Reading passage
........
0845 643 64 63

PowerPivot

SSAS Tabular String Imported as Integer

Let me start by saying that I think the SSAS Tabular model is great. But…. there are a number of problems that Microsoft still need to get ironed out.

Not least of which is being able to import data properly directly from CSV/Text files. Yes you can import directly from csv, but you are given absolutely no control over the process, and this can lead to some serious problems.

One of these issues is the rather odd automated data type selection that is used by the Tabular import process. A column consisting of a combination of alpha and numerical text is more often than not treated as an integer, with all text information stripped out. And the Tabular model designer provides absolutely no way of changing this behaviour.

For example, take the following csv file, containing just three columns; ID, ItemCode and ItemValue.

ChangeTabularDataType01

The second column should clearly be interpreted as text, as the 5th row contains a non-numerical value. However when this is imported into the Tabular model, it treats the column as an integer. As you can see from the screenshot below, because the 5th row doesn’t contain a valid integer, the value is just ignored.

ChangeTabularDataType02

One would expect that we could simply go into the table in the designer, and update the Data Type property for the column. No. This just takes the numerical value and formats it as text. But any non-numerical values are still stripped out. The problem is that when the Tabular model reloads the file, it detects that the data type is an integer, and there’s nothing we can do to override it.
........
Directions
• A. In the SSAS Tabular post, which three columns does the example csv file contain?
• B. Please transcribe the part of the SSAS Tabular post that opens with the words containing "ChangeTabularDataType01" and closes with "to override it.".
These rows have no connection to the SSAS Tabular post.

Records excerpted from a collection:
........
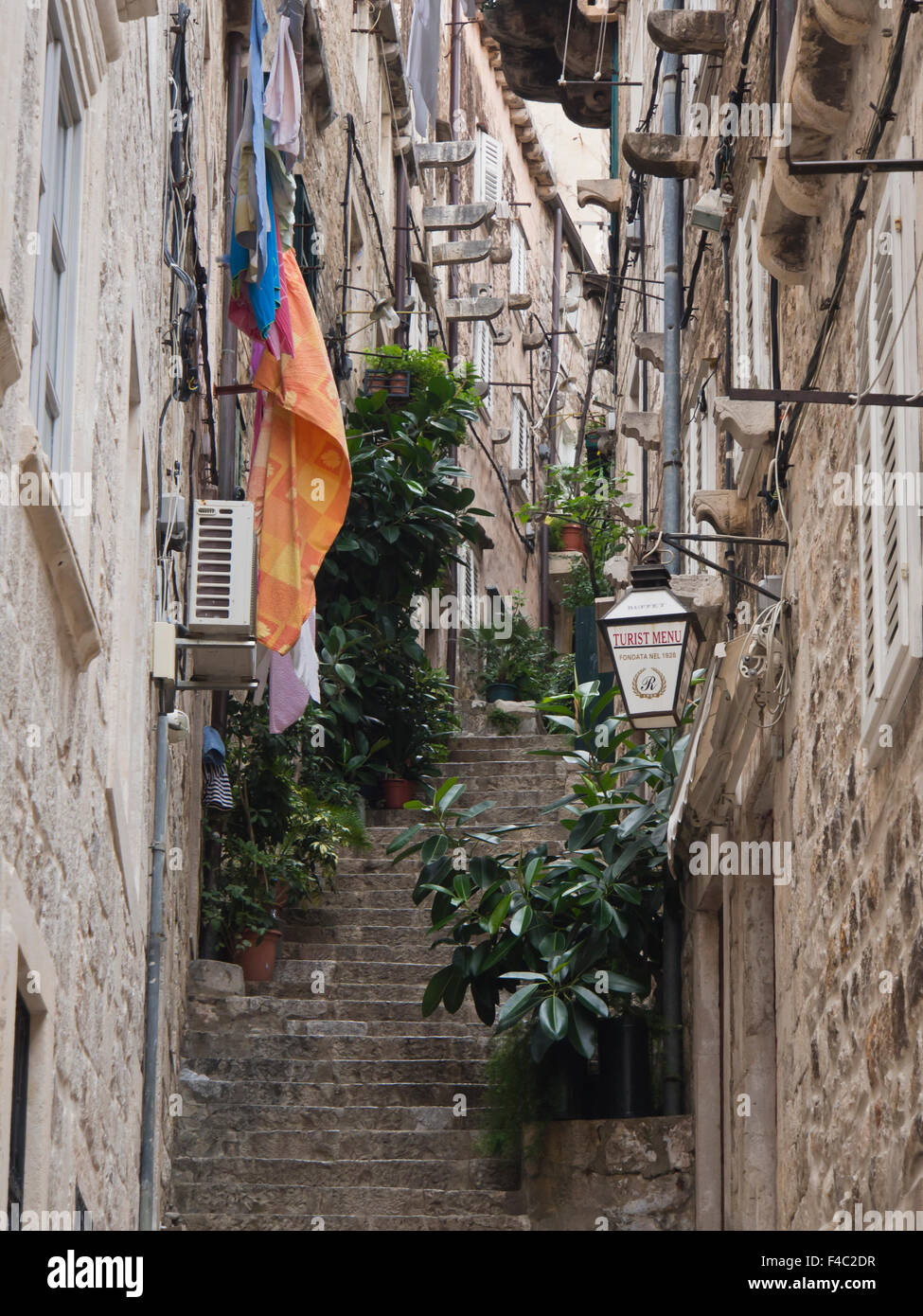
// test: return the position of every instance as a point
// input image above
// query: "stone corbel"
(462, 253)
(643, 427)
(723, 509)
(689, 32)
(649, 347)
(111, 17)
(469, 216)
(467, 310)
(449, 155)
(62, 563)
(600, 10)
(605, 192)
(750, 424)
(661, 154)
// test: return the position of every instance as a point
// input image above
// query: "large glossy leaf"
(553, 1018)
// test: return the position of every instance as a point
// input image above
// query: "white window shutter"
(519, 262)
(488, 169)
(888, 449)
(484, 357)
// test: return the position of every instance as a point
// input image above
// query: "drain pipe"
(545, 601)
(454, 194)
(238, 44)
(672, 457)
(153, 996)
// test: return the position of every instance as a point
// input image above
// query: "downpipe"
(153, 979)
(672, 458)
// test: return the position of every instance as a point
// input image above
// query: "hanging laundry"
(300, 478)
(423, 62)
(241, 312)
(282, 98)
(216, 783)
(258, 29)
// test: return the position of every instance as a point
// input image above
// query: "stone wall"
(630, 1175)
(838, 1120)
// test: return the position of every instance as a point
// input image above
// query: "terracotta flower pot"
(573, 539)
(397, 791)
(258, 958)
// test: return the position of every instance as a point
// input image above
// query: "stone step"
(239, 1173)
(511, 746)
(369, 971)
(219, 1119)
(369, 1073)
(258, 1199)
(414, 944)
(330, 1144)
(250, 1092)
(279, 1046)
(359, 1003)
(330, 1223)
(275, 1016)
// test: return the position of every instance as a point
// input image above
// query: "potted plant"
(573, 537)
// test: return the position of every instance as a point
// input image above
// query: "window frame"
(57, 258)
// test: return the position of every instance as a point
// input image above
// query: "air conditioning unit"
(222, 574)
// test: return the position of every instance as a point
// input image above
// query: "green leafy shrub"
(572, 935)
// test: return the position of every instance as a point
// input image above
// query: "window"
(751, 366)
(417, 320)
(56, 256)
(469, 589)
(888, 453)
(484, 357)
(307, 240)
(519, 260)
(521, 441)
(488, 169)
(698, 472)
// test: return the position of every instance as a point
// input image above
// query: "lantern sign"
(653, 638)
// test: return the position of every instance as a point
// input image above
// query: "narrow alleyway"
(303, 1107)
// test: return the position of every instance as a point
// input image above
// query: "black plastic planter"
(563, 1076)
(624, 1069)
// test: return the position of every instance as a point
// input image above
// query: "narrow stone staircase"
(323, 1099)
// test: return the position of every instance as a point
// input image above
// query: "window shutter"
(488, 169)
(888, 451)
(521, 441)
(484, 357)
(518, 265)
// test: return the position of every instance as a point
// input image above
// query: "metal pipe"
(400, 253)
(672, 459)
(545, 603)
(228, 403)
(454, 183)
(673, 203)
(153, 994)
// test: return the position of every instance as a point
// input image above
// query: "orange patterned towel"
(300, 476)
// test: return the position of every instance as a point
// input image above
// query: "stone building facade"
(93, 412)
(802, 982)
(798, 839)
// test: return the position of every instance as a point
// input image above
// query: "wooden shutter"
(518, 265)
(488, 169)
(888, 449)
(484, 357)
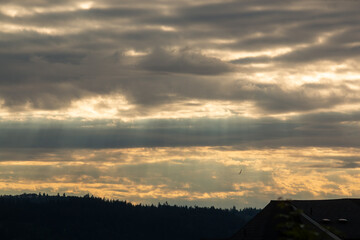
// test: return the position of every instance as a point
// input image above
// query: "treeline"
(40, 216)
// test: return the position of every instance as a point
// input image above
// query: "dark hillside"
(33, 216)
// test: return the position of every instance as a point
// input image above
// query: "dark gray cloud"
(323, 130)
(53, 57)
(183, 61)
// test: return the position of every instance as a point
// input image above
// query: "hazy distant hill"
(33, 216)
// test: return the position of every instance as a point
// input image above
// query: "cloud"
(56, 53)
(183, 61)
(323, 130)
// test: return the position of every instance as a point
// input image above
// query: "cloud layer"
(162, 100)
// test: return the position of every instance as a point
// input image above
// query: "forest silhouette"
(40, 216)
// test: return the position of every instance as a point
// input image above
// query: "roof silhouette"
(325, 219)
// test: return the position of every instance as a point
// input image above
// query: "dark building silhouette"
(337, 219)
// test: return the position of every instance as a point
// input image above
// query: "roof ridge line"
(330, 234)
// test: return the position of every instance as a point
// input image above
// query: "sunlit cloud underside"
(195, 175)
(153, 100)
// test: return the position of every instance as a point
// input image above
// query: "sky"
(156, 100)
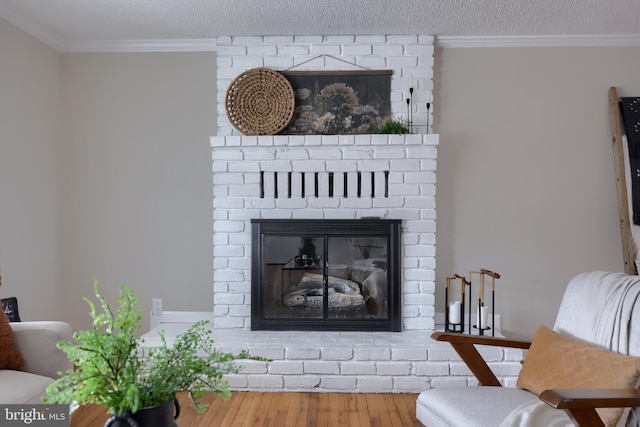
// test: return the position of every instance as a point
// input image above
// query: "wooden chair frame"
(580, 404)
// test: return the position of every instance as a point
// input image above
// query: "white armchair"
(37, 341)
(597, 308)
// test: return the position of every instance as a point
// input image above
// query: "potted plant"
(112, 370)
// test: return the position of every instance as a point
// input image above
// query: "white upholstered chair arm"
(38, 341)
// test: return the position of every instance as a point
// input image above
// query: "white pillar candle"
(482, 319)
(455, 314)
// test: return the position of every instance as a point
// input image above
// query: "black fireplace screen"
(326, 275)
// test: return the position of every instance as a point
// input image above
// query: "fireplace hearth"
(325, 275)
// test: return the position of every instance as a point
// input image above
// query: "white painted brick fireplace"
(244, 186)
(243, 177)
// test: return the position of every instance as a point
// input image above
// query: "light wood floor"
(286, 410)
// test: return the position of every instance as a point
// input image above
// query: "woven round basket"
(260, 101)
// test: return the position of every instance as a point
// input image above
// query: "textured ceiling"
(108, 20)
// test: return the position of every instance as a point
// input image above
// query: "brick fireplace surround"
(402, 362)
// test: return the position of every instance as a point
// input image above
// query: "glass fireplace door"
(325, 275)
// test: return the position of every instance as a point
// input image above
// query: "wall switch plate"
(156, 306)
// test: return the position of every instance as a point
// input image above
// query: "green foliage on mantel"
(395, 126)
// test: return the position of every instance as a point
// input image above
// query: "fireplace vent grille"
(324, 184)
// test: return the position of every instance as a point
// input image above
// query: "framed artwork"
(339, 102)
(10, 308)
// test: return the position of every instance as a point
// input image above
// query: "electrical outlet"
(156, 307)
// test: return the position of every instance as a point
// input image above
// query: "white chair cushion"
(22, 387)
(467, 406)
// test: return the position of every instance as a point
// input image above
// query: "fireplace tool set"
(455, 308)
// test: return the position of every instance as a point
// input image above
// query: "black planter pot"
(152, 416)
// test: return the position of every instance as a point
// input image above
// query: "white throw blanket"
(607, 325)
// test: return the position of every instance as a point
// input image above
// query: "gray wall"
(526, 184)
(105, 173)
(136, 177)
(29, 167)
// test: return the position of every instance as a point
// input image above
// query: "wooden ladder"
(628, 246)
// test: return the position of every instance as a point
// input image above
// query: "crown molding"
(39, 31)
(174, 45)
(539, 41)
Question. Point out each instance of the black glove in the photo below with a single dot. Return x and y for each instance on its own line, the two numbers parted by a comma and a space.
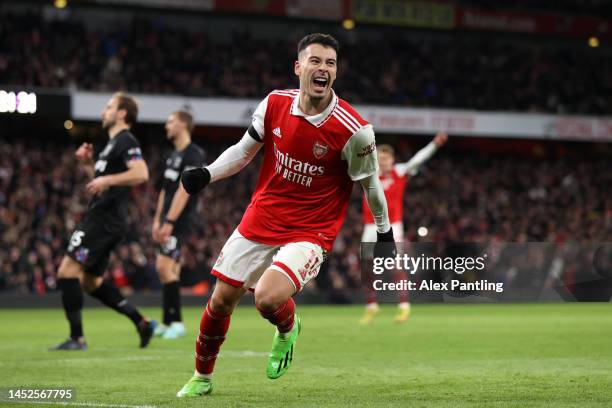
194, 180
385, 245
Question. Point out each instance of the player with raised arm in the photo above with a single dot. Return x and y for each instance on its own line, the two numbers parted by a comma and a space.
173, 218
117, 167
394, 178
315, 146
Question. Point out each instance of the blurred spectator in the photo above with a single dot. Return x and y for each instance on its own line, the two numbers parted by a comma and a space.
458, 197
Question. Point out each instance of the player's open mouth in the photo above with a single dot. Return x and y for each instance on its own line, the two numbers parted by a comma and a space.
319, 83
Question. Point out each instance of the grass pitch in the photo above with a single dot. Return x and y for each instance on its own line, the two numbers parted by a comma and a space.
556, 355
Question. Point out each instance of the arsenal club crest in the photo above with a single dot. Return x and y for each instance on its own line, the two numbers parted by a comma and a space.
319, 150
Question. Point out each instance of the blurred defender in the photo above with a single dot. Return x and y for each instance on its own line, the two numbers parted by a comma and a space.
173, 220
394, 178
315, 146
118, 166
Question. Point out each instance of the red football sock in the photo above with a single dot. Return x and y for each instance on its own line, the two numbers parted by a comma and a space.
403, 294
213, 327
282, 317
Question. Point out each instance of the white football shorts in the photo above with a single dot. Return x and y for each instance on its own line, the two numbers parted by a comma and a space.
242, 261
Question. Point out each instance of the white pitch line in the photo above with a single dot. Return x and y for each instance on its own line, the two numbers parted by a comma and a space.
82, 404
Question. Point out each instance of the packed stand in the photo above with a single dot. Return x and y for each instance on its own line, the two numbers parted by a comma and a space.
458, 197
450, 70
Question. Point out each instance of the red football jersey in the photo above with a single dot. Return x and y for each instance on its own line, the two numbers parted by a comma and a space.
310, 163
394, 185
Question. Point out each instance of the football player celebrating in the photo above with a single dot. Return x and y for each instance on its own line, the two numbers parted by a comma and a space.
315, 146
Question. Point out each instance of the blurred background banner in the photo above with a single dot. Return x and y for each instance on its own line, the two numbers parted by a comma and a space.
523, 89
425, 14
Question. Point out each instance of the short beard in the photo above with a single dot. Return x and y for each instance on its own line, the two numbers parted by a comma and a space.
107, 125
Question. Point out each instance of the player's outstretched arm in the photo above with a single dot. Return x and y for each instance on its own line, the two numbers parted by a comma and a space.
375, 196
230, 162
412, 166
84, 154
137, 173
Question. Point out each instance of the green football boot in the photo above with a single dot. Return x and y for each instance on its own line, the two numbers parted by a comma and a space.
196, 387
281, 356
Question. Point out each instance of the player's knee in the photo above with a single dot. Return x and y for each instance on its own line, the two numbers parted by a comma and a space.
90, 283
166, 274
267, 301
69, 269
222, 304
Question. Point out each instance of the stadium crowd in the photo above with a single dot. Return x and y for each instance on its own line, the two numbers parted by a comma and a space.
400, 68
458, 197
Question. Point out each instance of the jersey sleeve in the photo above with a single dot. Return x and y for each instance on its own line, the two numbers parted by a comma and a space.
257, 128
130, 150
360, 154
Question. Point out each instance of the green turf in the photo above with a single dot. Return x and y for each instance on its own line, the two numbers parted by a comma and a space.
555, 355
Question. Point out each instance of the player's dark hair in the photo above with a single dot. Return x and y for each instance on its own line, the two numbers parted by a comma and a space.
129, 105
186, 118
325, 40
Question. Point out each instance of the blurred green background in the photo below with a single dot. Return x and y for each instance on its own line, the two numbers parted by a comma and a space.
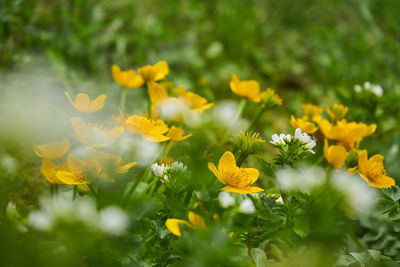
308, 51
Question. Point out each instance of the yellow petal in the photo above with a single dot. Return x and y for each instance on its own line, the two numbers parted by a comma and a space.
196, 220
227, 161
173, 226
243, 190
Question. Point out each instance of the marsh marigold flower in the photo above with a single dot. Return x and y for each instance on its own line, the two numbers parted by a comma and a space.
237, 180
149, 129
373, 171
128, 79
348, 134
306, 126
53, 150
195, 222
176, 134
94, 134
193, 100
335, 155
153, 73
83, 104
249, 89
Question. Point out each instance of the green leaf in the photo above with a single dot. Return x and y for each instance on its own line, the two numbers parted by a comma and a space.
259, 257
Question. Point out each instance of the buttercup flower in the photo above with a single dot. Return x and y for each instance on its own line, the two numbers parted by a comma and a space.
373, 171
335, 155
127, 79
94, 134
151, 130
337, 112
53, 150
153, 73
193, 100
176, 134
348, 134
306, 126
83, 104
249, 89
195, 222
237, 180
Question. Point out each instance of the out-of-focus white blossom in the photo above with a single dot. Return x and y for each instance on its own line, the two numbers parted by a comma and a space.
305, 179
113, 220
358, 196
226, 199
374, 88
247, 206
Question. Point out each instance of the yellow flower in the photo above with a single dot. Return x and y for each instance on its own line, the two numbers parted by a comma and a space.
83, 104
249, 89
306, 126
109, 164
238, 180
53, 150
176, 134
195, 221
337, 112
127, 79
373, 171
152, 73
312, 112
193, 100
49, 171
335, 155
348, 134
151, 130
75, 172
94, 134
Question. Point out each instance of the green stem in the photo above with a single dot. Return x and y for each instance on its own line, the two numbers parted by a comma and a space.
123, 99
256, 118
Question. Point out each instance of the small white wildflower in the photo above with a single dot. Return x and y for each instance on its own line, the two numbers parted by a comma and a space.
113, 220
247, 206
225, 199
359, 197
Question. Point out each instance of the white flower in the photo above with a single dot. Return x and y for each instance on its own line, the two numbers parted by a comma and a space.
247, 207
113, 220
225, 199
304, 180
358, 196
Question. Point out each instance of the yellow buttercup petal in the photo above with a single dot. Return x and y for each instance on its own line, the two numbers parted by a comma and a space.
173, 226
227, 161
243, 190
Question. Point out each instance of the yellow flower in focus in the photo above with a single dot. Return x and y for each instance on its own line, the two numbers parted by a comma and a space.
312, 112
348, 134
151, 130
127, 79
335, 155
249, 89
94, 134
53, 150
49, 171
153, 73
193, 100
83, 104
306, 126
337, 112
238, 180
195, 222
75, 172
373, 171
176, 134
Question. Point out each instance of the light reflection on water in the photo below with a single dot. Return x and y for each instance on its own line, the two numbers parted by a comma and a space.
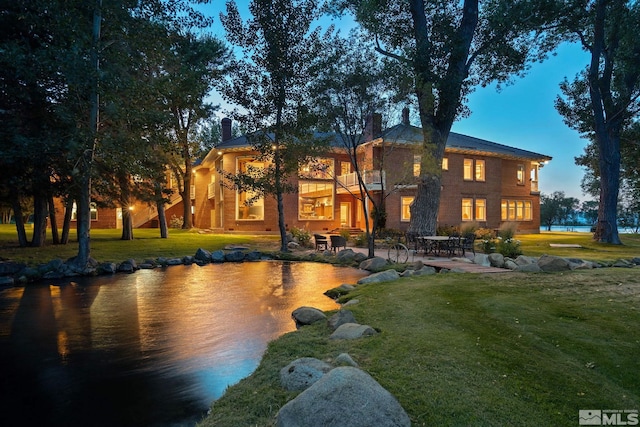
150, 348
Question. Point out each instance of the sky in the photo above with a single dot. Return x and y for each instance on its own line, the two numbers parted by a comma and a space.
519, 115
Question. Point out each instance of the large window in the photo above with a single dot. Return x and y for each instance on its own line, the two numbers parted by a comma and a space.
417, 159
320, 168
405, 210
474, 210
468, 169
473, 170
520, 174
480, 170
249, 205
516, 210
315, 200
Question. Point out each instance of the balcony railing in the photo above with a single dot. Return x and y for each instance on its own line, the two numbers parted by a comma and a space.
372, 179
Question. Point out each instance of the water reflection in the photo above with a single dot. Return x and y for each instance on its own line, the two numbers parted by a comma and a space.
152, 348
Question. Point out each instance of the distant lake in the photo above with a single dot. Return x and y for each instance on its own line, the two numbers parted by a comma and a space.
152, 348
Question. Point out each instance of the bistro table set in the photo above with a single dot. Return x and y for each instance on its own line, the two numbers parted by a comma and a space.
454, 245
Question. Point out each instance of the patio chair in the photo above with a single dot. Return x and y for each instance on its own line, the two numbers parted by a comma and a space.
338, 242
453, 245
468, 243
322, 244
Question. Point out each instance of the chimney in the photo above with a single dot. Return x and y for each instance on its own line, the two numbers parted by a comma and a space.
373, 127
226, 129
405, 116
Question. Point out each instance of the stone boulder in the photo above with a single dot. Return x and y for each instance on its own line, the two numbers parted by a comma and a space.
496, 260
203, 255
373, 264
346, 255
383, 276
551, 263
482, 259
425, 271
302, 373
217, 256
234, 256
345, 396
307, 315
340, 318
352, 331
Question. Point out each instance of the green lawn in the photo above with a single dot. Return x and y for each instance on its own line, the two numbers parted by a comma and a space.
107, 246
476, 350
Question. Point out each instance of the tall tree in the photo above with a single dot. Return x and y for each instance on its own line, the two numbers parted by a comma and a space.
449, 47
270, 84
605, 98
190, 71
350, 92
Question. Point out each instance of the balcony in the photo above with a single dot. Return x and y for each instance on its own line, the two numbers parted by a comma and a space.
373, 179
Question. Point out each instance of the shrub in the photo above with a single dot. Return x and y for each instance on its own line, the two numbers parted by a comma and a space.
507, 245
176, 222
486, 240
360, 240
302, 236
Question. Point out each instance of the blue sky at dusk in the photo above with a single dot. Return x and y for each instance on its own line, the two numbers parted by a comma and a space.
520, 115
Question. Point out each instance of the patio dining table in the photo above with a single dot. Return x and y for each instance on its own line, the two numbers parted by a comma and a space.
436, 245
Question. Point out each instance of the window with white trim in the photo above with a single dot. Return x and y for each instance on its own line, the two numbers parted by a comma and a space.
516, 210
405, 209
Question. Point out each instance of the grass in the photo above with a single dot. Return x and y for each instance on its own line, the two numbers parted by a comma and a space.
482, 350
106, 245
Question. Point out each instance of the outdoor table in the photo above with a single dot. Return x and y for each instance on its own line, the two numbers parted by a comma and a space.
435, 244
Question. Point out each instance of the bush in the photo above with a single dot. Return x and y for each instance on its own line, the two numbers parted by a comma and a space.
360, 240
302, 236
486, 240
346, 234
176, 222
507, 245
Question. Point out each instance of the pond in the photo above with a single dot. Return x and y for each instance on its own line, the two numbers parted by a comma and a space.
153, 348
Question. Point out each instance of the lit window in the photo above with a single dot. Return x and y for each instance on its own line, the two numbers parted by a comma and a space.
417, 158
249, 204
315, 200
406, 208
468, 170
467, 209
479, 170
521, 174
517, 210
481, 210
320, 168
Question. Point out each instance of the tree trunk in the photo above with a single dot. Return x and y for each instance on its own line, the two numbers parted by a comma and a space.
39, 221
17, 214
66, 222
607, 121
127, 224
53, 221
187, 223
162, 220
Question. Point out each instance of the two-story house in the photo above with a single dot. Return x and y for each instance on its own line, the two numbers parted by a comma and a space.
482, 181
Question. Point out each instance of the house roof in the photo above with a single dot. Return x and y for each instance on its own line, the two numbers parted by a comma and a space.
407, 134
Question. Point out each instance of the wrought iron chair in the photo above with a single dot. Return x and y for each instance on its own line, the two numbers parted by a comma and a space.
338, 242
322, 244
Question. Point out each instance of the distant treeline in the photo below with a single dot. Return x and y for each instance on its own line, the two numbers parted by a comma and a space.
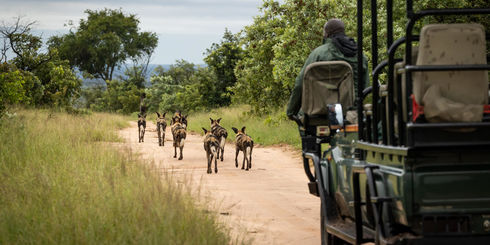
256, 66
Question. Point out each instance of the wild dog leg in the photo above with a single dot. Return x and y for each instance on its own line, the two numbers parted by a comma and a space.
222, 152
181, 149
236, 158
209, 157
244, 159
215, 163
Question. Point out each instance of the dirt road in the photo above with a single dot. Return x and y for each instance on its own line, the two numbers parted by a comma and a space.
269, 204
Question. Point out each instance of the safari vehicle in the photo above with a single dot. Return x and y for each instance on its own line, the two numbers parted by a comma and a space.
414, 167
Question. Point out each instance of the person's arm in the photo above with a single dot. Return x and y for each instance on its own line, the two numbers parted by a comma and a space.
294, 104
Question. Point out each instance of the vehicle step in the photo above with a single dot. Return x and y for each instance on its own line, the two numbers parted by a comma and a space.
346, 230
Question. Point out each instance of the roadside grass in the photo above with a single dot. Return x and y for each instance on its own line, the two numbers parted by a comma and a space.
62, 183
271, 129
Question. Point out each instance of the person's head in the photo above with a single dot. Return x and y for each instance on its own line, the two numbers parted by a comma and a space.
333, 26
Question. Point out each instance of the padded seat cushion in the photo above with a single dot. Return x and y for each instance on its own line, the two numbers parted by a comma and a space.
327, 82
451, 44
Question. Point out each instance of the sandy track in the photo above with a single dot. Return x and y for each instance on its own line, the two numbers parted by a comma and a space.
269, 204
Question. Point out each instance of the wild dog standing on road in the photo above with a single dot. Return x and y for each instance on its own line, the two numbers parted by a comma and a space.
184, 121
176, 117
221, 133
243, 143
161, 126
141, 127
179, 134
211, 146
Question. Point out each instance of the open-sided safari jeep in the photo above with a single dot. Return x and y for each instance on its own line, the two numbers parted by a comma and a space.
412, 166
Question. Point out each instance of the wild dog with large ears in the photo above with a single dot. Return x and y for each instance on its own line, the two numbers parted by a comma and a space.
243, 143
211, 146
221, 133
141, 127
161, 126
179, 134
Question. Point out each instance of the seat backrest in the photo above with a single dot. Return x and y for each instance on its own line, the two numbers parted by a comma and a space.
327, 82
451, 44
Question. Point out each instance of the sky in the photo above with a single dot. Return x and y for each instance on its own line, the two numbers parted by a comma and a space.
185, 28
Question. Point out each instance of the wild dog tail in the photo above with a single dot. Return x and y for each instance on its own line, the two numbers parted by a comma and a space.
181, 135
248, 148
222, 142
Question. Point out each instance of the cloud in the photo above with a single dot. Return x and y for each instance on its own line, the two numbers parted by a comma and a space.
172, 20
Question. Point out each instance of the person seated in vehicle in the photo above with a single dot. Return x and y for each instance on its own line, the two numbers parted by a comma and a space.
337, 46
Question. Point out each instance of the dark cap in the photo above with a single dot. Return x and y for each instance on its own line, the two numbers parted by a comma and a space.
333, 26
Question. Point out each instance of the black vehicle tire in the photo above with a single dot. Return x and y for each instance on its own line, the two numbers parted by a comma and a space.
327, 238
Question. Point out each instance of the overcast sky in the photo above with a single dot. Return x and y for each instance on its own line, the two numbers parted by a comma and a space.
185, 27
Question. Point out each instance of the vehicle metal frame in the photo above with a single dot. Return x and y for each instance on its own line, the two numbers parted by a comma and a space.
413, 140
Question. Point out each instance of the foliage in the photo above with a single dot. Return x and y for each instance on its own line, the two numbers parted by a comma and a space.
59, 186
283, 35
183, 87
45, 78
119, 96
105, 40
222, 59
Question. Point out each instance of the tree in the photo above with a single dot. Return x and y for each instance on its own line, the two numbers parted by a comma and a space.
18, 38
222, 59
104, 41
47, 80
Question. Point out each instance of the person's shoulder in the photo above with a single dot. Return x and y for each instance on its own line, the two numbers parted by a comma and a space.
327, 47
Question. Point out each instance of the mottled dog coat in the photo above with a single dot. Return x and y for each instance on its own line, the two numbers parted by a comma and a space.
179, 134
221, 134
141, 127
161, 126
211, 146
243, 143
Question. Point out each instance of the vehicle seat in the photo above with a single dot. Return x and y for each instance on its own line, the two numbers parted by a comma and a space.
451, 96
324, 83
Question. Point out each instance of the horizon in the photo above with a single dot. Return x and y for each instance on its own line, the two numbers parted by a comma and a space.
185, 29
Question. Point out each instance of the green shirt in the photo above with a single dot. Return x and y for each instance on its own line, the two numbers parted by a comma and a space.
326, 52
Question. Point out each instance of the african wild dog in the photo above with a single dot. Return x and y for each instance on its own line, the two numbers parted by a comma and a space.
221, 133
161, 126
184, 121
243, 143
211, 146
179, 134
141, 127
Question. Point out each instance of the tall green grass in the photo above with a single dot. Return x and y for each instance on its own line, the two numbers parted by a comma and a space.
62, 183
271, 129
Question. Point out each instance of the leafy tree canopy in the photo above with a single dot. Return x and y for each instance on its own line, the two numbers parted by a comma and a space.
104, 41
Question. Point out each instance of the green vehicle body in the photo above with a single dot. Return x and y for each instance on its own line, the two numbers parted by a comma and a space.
........
Task solutions
• A. ID, ItemCode and ItemValue.

• B.
ChangeTabularDataType01

The second column should clearly be interpreted as text, as the 5th row contains a non-numerical value. However when this is imported into the Tabular model, it treats the column as an integer. As you can see from the screenshot below, because the 5th row doesn’t contain a valid integer, the value is just ignored.

ChangeTabularDataType02

One would expect that we could simply go into the table in the designer, and update the Data Type property for the column. No. This just takes the numerical value and formats it as text. But any non-numerical values are still stripped out. The problem is that when the Tabular model reloads the file, it detects that the data type is an integer, and there’s nothing we can do to override it.